-- Objetivo 1 --
Copie do artigo o trecho que vai de "Uma das práticas" até "as próprias sementes.".

-- Artigo --

Os alimentos, então, tornam-se uma mercadoria a mais, objeto de especulação financeira que produz subidas repentinas dos preços dos grãos – e falamos de um mundo em que a desnutrição é responsável por mais de 50% da mortalidade infantil. As organizações de trabalhadores rurais reclamam a soberania alimentar: o direito de tomar as próprias decisões sobre o cultivo.
A dominação transnacional da agricultura ficou mais aguda com a introdução de variedades transgênicas, as quais requerem insumos específicos (sementes, fertilizantes e pesticidas). Para cuja compra os trabalhadores rurais acabam se endividando, quase sempre de modo incontrolável. E que requerem projetos massivos de irrigação artificial e processos produtivos mecanizados.
Uma das práticas que mostram a resistência dos trabalhadores rurais é a de organismos patenteadores. Há ainda a chamada “biopirataria”, por meio da qual as empresas assumem variedades aperfeiçoadas durante séculos pelos agricultores tradicionais; e depois os forçam a comprar as próprias sementes.

-- Material fornecido --
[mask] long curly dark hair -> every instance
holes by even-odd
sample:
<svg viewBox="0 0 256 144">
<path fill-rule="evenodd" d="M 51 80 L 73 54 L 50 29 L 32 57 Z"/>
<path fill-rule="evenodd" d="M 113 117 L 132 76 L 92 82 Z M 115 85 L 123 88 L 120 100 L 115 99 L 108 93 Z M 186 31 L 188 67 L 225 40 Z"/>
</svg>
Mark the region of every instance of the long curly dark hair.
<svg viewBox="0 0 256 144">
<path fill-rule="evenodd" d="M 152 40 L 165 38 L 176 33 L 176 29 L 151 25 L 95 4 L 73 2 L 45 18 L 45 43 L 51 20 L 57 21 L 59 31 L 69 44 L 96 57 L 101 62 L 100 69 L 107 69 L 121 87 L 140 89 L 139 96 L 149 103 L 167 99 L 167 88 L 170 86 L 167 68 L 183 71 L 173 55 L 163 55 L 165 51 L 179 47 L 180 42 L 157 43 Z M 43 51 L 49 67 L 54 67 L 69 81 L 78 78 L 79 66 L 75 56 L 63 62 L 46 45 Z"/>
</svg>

-- Objetivo 2 --
Expresse as linhas do material fornecido como uma lista JSON de strings, com um item para cada linha e sem as linhas em branco.

-- Resultado esperado 1 --
Uma das práticas que mostram a resistência dos trabalhadores rurais é a de organismos patenteadores. Há ainda a chamada “biopirataria”, por meio da qual as empresas assumem variedades aperfeiçoadas durante séculos pelos agricultores tradicionais; e depois os forçam a comprar as próprias sementes.

-- Resultado esperado 2 --
[
  "[mask] long curly dark hair -> every instance",
  "holes by even-odd",
  "sample:",
  "<svg viewBox=\"0 0 256 144\">",
  "<path fill-rule=\"evenodd\" d=\"M 51 80 L 73 54 L 50 29 L 32 57 Z\"/>",
  "<path fill-rule=\"evenodd\" d=\"M 113 117 L 132 76 L 92 82 Z M 115 85 L 123 88 L 120 100 L 115 99 L 108 93 Z M 186 31 L 188 67 L 225 40 Z\"/>",
  "</svg>",
  "Mark the region of every instance of the long curly dark hair.",
  "<svg viewBox=\"0 0 256 144\">",
  "<path fill-rule=\"evenodd\" d=\"M 152 40 L 165 38 L 176 33 L 176 29 L 151 25 L 95 4 L 73 2 L 45 18 L 45 43 L 51 20 L 57 21 L 59 31 L 69 44 L 96 57 L 101 62 L 100 69 L 107 69 L 121 87 L 140 89 L 139 96 L 149 103 L 167 99 L 167 88 L 170 86 L 167 68 L 183 71 L 173 55 L 163 55 L 165 51 L 179 47 L 180 42 L 157 43 Z M 43 51 L 49 67 L 54 67 L 69 81 L 78 78 L 79 66 L 75 56 L 63 62 L 46 45 Z\"/>",
  "</svg>"
]